=== PASSAGE PROVIDED ===
Monday, July 15

Drugs are Being Incorrectly Prescribed Across Australia

In Australia, more than 11 million people — half the entire population — were prescribed drugs in 2014 to fight off various infections.

According to AU News, a large portion of those prescriptions was inappropriately given to patients. The Australian Commission on Safety and Quality Health Care (ACSQHC) found that many of these prescriptions did not comply with hospital and healthcare guidelines.

These antimicrobial drugs can potentially save someone’s life if prescribed correctly. If these drugs are incorrectly prescribed, however, severe problems can occur.

The Mercury reports that Australia now has the highest rate in the world of vancomycin resistant enterococcus faecium, or VRE, a superbug resulting from medication overuse.

“Antibiotic resistance has developed because of the overuse and misuse of antibiotics,” said John Turnidge, Senior Medical Advisor at the ACSQHC. “Bacterial infections that were once easily cured with antibiotics are becoming harder to treat.”

On any given day in 2014, 38% of Australian patients were given an antimicrobial. The most common reason for the prescriptions was to prevent infections after a surgical operation. Wholly 40% of those prescriptions were ruled as inappropriate.
=== SUPPLIED ENTRIES ===
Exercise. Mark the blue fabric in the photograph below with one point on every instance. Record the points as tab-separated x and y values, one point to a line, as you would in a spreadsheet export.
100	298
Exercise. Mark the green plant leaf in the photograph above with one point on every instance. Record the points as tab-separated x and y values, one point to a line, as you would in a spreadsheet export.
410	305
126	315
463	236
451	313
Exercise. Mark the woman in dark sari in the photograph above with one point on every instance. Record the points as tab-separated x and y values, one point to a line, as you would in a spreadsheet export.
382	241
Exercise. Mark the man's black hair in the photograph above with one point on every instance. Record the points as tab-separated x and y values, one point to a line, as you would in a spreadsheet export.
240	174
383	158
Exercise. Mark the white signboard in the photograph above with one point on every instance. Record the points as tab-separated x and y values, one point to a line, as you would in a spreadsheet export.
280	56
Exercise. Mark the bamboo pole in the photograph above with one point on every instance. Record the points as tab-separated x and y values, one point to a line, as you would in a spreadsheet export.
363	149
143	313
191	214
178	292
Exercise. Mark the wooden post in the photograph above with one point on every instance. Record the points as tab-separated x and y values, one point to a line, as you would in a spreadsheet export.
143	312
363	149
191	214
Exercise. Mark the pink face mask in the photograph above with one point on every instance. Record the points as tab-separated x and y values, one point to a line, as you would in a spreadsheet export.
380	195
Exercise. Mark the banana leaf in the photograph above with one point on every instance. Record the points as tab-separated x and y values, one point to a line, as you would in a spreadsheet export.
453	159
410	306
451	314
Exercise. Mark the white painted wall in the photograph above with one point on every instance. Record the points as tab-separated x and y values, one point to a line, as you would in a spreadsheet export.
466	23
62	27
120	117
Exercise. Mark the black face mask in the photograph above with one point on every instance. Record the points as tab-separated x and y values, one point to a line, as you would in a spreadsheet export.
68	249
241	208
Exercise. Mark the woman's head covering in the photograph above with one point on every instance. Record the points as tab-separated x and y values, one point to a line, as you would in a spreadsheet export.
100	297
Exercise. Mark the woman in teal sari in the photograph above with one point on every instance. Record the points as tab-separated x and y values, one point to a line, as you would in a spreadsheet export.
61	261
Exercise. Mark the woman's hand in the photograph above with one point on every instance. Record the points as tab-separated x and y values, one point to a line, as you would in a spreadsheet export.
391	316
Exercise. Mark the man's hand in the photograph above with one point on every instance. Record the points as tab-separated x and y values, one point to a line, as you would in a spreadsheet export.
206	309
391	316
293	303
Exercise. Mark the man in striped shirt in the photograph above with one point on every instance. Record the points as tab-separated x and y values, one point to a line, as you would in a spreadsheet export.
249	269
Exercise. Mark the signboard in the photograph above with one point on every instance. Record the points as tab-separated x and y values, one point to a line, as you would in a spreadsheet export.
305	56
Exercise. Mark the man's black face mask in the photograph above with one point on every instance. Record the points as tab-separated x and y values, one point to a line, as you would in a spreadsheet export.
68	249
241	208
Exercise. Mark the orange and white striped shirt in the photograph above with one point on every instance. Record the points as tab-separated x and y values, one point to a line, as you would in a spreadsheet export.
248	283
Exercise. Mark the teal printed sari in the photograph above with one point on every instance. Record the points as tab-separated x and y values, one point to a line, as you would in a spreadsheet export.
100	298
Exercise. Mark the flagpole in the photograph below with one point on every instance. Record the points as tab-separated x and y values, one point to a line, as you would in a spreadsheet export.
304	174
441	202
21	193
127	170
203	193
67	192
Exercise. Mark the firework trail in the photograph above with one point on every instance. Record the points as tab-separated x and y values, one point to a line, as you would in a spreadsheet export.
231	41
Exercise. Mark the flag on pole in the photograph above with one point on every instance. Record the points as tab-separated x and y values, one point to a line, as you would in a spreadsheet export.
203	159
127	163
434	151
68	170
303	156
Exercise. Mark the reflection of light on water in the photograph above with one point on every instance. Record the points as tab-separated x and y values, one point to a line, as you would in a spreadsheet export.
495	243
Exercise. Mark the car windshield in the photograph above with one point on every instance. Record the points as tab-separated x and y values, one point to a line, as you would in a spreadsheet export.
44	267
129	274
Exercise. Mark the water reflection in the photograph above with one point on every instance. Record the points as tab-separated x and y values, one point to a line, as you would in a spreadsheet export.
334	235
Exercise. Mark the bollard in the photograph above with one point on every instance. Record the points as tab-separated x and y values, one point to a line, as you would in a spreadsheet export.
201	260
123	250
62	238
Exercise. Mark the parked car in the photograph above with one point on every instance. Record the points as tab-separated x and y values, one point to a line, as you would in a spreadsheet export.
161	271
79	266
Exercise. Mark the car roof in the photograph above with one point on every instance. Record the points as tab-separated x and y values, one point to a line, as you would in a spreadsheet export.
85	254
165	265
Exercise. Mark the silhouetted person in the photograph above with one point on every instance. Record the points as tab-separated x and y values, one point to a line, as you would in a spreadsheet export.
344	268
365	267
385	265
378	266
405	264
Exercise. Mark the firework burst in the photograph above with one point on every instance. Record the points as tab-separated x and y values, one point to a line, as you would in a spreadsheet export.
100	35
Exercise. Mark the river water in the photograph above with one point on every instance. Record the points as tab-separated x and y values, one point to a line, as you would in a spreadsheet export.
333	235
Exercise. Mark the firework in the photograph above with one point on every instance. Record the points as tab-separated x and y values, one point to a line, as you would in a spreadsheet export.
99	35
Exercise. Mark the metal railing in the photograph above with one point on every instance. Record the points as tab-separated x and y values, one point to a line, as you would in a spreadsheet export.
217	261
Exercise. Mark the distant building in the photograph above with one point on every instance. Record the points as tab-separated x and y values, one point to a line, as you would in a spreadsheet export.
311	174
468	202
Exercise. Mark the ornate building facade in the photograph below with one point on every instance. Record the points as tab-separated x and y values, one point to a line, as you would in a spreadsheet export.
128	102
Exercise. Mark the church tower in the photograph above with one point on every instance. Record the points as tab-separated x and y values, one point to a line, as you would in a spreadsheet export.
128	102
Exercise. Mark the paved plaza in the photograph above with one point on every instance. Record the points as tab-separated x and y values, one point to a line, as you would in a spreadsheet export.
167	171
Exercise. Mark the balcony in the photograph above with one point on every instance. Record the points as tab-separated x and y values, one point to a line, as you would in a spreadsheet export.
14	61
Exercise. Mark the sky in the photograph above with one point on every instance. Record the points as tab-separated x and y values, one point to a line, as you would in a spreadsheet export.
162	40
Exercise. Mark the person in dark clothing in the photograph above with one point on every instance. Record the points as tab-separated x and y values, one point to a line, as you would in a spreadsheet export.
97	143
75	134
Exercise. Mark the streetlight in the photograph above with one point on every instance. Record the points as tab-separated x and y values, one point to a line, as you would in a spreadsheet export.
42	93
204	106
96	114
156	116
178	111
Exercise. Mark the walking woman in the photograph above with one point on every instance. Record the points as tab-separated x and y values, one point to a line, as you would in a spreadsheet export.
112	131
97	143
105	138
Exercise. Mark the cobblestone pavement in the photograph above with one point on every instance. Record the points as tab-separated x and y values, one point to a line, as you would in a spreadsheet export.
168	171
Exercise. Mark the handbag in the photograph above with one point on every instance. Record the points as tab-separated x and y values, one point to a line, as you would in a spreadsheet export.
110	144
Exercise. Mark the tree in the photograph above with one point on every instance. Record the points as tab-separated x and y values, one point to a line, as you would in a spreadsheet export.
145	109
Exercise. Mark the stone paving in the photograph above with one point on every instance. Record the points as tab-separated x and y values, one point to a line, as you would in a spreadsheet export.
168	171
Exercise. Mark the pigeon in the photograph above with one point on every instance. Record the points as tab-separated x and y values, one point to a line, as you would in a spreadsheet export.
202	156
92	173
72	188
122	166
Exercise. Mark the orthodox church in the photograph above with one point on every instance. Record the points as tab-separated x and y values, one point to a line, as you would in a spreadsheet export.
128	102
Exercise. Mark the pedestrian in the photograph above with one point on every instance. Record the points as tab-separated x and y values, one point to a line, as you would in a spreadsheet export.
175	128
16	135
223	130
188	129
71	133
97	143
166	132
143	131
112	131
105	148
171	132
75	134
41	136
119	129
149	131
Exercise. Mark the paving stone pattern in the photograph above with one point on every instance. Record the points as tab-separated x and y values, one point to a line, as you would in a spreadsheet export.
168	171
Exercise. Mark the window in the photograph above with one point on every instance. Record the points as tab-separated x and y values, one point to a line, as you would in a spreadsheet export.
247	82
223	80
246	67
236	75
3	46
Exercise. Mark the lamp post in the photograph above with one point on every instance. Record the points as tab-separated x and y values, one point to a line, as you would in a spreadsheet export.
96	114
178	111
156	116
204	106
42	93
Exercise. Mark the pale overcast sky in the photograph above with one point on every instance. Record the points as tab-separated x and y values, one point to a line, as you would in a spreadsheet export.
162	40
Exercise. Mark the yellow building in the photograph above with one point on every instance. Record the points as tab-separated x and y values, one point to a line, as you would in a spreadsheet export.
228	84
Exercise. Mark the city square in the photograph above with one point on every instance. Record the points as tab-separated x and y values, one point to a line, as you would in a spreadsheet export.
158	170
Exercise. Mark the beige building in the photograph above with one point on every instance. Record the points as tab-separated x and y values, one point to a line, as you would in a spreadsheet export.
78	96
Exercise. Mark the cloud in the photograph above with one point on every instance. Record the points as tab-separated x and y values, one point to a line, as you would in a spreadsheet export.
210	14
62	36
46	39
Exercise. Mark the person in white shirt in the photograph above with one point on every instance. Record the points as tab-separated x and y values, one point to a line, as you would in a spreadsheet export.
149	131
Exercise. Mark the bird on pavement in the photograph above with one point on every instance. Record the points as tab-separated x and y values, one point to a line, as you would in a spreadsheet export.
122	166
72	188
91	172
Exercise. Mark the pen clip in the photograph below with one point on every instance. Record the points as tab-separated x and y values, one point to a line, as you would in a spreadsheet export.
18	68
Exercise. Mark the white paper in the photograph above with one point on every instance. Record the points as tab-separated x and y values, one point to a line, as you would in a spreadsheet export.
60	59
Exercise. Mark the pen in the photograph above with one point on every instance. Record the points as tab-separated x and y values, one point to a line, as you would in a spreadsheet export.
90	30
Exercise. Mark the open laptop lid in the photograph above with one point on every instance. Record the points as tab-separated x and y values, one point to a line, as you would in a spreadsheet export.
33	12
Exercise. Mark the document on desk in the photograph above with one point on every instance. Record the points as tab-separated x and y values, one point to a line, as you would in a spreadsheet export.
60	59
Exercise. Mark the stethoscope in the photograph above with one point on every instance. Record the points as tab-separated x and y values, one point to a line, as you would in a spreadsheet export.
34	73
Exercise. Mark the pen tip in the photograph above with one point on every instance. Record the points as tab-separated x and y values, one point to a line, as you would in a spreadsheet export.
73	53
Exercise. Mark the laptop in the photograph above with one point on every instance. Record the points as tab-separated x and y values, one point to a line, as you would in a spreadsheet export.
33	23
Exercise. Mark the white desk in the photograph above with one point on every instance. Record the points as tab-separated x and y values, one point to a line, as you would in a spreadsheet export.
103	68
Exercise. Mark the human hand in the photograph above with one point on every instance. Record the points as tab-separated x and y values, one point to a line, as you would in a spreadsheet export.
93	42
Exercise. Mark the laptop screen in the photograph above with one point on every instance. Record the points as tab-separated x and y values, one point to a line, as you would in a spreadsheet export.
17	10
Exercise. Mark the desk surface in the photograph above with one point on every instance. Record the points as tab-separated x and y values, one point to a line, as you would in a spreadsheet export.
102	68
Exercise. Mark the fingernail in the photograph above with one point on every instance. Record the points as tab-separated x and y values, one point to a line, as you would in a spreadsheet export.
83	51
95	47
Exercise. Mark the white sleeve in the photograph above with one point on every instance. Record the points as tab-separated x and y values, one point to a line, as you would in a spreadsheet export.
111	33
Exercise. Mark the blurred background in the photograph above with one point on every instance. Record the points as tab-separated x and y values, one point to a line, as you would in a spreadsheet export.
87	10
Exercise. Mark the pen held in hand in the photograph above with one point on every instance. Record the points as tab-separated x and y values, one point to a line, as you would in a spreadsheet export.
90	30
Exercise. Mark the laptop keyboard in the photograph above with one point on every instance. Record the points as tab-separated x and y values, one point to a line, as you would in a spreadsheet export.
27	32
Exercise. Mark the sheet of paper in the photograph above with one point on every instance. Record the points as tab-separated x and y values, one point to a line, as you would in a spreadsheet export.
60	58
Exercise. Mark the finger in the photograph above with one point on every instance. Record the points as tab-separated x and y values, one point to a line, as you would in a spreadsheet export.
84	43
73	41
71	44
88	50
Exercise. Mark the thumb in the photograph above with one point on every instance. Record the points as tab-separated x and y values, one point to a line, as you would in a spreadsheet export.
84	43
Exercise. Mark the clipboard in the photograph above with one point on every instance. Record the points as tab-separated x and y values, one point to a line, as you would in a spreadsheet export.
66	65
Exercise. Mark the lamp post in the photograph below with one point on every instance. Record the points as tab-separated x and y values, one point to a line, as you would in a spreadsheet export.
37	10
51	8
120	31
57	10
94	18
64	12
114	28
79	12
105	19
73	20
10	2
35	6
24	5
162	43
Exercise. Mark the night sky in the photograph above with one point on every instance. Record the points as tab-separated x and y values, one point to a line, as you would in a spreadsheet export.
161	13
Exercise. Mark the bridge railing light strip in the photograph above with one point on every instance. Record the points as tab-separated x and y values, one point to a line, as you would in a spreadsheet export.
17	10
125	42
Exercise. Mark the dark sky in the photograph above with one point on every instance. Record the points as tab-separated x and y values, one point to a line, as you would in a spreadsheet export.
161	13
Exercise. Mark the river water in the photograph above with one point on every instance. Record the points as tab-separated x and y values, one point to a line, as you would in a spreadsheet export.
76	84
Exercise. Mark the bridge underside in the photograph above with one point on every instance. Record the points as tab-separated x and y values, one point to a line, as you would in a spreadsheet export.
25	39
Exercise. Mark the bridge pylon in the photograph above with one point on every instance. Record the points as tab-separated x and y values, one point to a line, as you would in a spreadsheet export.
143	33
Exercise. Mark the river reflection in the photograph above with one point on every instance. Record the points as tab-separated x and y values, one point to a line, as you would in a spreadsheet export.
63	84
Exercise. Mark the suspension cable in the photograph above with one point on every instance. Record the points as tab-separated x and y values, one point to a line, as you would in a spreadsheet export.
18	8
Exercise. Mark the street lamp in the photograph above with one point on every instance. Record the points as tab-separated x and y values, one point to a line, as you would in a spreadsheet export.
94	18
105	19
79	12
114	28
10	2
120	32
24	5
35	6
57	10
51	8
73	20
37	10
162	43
===
• [WHAT YOU HAVE TO DO]:
Continue the article on incorrectly prescribed drugs in Australia, picking up after its final sentence.

• [RESPONSE BOX]:
Some prescriptions were caused by flu symptoms and even more common infections like the common cold. In 2012, the most common urgent care procedure was wound repair, and the most common diagnosis was for upper respiratory conditions. According to the ACSQHC, inappropriate prescriptions to treat upper respiratory infections have decreased because more than half of all those prescriptions were deemed inappropriate because they went against healthcare guidelines.

“It’s timely for us to again address common misconceptions that unfortunately seem to persist about appropriate use of antibiotics during cold and flu season,” said Dr. Lynne Weeks, NPS MedicineWise CEO.

Turnidge hopes that this new information will be useful to change the way antimicrobial medications are prescribed.

“Antimicrobial resistance is one of the most significant challenges for the delivery of safe, high-quality health services,” Turnidge said, “and has a direct impact on patient care and outcomes.”